* [Task goal]: Every record is to be transcribed exactly as written.

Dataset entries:
——————————

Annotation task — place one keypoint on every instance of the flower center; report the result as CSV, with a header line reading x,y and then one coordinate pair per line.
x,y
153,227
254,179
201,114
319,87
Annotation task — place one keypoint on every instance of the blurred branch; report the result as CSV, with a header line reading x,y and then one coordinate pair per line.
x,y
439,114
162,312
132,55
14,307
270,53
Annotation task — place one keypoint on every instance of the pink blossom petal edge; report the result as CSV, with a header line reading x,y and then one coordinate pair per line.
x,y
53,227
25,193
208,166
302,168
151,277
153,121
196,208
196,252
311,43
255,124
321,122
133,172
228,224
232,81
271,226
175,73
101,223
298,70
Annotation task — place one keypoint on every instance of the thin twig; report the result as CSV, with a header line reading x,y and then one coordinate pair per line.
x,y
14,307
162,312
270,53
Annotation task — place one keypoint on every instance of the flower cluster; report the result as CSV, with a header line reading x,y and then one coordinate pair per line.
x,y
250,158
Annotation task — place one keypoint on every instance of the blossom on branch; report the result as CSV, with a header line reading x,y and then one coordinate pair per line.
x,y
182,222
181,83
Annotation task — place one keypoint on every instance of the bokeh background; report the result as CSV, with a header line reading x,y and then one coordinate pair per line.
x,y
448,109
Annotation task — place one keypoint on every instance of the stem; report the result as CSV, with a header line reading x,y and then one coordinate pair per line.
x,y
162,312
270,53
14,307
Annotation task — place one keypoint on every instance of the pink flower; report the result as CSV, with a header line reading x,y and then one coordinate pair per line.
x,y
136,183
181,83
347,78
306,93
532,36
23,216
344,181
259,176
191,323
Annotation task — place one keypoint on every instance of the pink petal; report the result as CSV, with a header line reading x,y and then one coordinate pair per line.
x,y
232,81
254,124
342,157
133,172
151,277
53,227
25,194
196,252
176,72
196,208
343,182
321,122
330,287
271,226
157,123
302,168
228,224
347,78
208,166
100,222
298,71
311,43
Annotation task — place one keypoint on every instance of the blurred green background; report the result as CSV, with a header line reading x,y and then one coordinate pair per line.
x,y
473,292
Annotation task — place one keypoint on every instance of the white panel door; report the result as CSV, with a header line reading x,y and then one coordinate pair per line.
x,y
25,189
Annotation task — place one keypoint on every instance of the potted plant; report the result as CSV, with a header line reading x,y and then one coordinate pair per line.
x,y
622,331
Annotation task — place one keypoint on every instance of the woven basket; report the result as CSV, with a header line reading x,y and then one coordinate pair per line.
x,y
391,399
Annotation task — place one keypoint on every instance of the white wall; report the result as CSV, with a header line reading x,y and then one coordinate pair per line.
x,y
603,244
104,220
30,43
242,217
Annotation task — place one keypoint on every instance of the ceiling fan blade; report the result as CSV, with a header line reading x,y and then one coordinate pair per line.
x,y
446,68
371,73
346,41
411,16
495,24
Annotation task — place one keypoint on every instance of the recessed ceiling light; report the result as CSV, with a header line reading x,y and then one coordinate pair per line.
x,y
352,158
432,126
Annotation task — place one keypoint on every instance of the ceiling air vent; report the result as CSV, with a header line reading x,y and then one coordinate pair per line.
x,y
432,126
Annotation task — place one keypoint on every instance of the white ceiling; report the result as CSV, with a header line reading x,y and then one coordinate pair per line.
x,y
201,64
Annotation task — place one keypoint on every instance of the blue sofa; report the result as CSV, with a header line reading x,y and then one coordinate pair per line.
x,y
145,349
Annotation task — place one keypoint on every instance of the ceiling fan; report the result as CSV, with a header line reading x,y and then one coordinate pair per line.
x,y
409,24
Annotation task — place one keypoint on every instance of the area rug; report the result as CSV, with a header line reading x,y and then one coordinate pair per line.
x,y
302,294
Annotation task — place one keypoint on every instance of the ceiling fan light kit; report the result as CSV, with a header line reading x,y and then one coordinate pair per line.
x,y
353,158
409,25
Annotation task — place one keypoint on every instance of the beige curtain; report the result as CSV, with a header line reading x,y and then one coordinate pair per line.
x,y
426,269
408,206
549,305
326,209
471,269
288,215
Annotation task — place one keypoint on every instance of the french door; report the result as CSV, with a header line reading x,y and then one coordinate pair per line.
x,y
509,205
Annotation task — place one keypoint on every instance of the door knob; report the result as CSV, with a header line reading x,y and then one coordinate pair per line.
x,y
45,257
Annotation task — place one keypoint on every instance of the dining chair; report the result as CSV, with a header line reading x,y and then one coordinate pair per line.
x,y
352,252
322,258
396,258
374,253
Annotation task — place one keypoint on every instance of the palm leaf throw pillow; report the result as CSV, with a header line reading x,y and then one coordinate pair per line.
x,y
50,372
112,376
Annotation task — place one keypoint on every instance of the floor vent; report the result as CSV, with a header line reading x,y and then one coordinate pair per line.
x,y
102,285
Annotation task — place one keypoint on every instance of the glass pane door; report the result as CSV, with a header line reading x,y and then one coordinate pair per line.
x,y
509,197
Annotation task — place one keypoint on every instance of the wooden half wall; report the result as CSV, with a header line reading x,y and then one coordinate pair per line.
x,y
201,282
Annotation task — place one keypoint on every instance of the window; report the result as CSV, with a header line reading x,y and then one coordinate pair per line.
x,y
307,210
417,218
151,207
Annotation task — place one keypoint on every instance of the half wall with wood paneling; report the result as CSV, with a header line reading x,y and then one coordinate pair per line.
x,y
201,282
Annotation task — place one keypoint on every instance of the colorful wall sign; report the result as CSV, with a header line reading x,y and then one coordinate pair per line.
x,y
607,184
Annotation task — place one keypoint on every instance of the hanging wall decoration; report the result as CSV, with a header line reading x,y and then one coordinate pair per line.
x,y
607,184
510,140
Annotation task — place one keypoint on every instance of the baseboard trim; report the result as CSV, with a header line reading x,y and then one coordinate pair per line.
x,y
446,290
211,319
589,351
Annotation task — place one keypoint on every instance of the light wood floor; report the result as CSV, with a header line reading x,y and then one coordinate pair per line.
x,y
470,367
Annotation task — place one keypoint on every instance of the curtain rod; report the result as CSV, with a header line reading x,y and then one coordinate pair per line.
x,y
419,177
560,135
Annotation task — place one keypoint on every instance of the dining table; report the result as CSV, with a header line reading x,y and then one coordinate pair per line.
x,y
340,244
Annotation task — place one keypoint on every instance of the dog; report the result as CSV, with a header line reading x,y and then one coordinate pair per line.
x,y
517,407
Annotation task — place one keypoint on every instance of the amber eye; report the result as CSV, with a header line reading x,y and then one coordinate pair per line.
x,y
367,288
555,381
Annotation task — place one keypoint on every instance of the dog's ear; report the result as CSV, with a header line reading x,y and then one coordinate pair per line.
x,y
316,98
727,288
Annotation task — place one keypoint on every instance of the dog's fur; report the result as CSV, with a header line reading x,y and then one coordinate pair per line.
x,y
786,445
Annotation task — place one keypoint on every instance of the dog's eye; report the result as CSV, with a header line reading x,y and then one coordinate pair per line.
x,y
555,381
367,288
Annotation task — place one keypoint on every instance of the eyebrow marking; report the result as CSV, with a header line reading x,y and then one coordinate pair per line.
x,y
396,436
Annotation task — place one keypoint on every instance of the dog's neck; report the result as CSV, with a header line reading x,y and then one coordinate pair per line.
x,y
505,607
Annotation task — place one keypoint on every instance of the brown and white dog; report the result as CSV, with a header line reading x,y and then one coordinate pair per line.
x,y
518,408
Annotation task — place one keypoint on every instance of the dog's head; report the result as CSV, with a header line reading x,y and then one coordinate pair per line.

——————————

* [Response to the exercise]:
Annotation task — place one keypoint on every instance of the flower center; report the result as CSV, with a header line reading x,y and then one coordinate pair per line.
x,y
153,227
254,179
201,114
319,87
Annotation task — place one keypoint on every instance of the blurred branch; report the result as CSV, with a header line reading x,y and then one coordinate pair per line.
x,y
439,114
162,312
132,55
14,307
270,53
Annotation task — place one keypoint on every instance of the pink blossom petal edge; report the result as CSV, with a header line reading x,y and then one coordinate pair per line.
x,y
53,227
25,193
208,166
302,168
151,277
153,121
196,208
196,252
311,43
255,124
321,122
133,172
228,224
232,81
271,226
175,73
101,223
298,70
Annotation task — place one keypoint on every instance of the thin twig; report the result as CSV, with a header line reading x,y and then one coordinate pair per line.
x,y
14,307
162,312
270,53
Annotation task — place one keypoint on every instance of the flower cluster; report the result as CSV, with a header line reading x,y and then one coordinate pair per line.
x,y
250,158
Annotation task — place one keypoint on every instance of the blossom on branch; report the result as CSV, with a header line reading x,y and then one coordinate pair per line.
x,y
182,222
181,83
Annotation task — place one keypoint on every instance of the bokeh background; report the result as CSV, with a header line reading x,y and then one coordinate pair per line.
x,y
448,109
Annotation task — place one keypoint on every instance of the stem; report the result as CSV, with a header line reading x,y and then one coordinate pair per line.
x,y
162,312
270,53
14,307
Annotation task — place one keypoint on every instance of the pink flower; report the result as CSV, with a header line reading x,y and then one coordinate pair per line.
x,y
136,183
181,83
347,78
306,93
532,36
23,216
344,181
259,176
191,323
Annotation task — place one keypoint on every instance of the pink petal; report the result as CSV, with a header line reading x,y and then one coordinate pair per line.
x,y
232,81
254,124
342,157
133,172
151,277
53,227
25,194
196,252
176,72
196,208
343,182
321,122
330,287
271,226
157,123
302,168
228,224
347,78
208,166
100,222
298,71
311,43
Annotation task — place one keypoint on every instance of the blurred green background; report the result as CSV, with a header line reading x,y and then one coordinate pair per line.
x,y
473,292
Annotation task — place one keypoint on every instance of the white panel door; report the result as CSV, with a header line reading x,y and then one coordinate pair per line.
x,y
25,189
Annotation task — place one keypoint on every instance of the potted plant; report the result as CSV, with a header line reading x,y and then one coordinate pair per line.
x,y
622,331
Annotation task — place one keypoint on every instance of the woven basket; report the result as CSV, with a header line reading x,y and then one coordinate pair per line.
x,y
391,399
Annotation task — place one keypoint on every instance of the white wall; report the result as CSV, with a header line reading x,y and then one coordinate pair per line.
x,y
603,244
104,220
30,43
242,217
Annotation task — place one keypoint on every instance of the ceiling fan blade; report the result as CSV, with a header line reading x,y and then one coordinate pair per line.
x,y
446,68
371,73
346,41
411,16
495,24
Annotation task — place one keypoint on every instance of the recessed ceiling light; report the result as CSV, with a header line reading x,y and then one coordinate pair per line.
x,y
352,158
432,126
Annotation task — place one keypoint on every instance of the ceiling air vent; report the result as CSV, with a header line reading x,y and then one coordinate pair per line.
x,y
432,126
Annotation task — place one keypoint on every instance of the white ceiling; report the result as CSV, with a header line reading x,y and then one coordinate pair per line.
x,y
201,64
Annotation task — place one keypoint on every instance of the blue sofa; report the result as CSV, with a header line reading x,y and then one coordinate pair per line.
x,y
145,349
Annotation task — place one keypoint on every instance of the ceiling fan; report the result as CSV, with a header line reading x,y and then one coordinate pair per line.
x,y
409,24
Annotation task — place one keypoint on every instance of the area rug; report the result as CSV, with a header line reading x,y and then one coordinate pair per line.
x,y
302,294
Annotation task — place one keypoint on every instance of the ceiling fan light kit; report the result as CSV, with a header line reading x,y and then one coordinate pair per line.
x,y
353,158
409,25
Annotation task — place one keypoint on every instance of the beige curtain; report the result as CSV, with a header line reading x,y and then one coordinate pair per line.
x,y
426,269
408,206
549,305
326,209
471,269
288,215
Annotation task — place one keypoint on every instance of the french door; report the result as CSV, with a header line reading x,y and then one coordinate pair per line.
x,y
509,205
Annotation task — place one keypoint on every instance of the door knob; report the result as CSV, with a header line reading x,y and then one coordinate pair per line.
x,y
45,257
Annotation task — place one keypoint on every instance of the dining chair; report the result as CSV, with a header line reading x,y and then one coordinate pair per line.
x,y
352,252
322,258
396,258
374,253
Annotation task — place one keypoint on every instance of the palm leaf throw pillow; report the result as CSV, with a header line reading x,y and then one coordinate pair per line.
x,y
50,372
112,376
Annotation task — place one keypoint on every instance of the floor vent; report the result as CSV, with a header line reading x,y and then one coordinate pair per line.
x,y
102,285
Annotation task — place one keypoint on every instance of the glass pane door; report the result as CSV, with a header line reading x,y and then one coordinate pair per line.
x,y
509,197
Annotation task — place one keypoint on every instance of the wooden half wall; report the result as CSV, with a header line reading x,y and then one coordinate pair per line.
x,y
201,282
Annotation task — place one keypoint on every instance of the window; report the result as CSV, with a header line reading x,y and then one coordinate pair per line.
x,y
307,210
417,218
151,207
Annotation task — place one keypoint on every instance of the half wall with wood paneling; report the result as CSV, with a header line reading x,y and then one coordinate pair per line.
x,y
201,282
Annotation task — place one keypoint on every instance of the colorful wall sign; report the result as CSV, with a header line reading x,y and then one coordinate pair per line.
x,y
607,184
Annotation task — place one keypoint on every instance of the hanging wall decoration; report the result as CSV, with a header line reading x,y and then one coordinate pair per line.
x,y
607,184
510,140
Annotation task — place one keypoint on every instance of the baseboard trim; report the result as CSV, with a header line reading x,y and then one coordinate pair per line.
x,y
446,290
211,319
589,351
Annotation task — place one keypoint on every instance of the light wood floor; report the result as CSV, with a header line reading x,y and then one coordinate pair per line.
x,y
470,367
Annotation task — place one keypoint on every instance of the curtain rod; report the result as CSV, with a header line reading x,y and then one coordinate pair per line.
x,y
419,177
560,135
Annotation task — place one keypoint on every instance of the dining table; report the result as CSV, with a header line reading x,y and then one coordinate pair per line.
x,y
340,244
Annotation task — place one keypoint on every instance of the dog; report the result as CSV, with a header line reading x,y and then one coordinate pair per line.
x,y
517,407
Annotation task — place one keypoint on every instance of the amber eye; report the result as CSV, with a header line reading x,y and then one coordinate pair per line.
x,y
367,288
555,381
Annotation task — place one keypoint on every instance of the dog's ear; report the result as CSV, with a header line reading x,y and then one coordinate pair per line.
x,y
316,98
727,288
Annotation task — place one keypoint on every instance of the dog's fur; report the result as CSV, with a header line reading x,y and then one coordinate pair per line.
x,y
786,445
Annotation task — place one keypoint on every instance of the dog's eye; report the result as CSV, with a header line reading x,y and then one coordinate pair per line.
x,y
555,381
367,288
Annotation task — place one keypoint on every instance of the eyebrow marking; report the result as CSV, with a header line reading x,y and then one coordinate pair per line.
x,y
396,436
Annotation task — place one keypoint on every instance of the dog's neck; report the result as CSV, with a header line reading x,y and then one coordinate pair per line.
x,y
505,607
Annotation task — place one keypoint on every instance of the brown and white dog; report the result as CSV, with a header line reading x,y and then one coordinate pair per line.
x,y
518,408
Annotation task — place one keypoint on every instance of the dog's head; report the result as CSV, with a header line reading x,y and then one coordinate pair per line.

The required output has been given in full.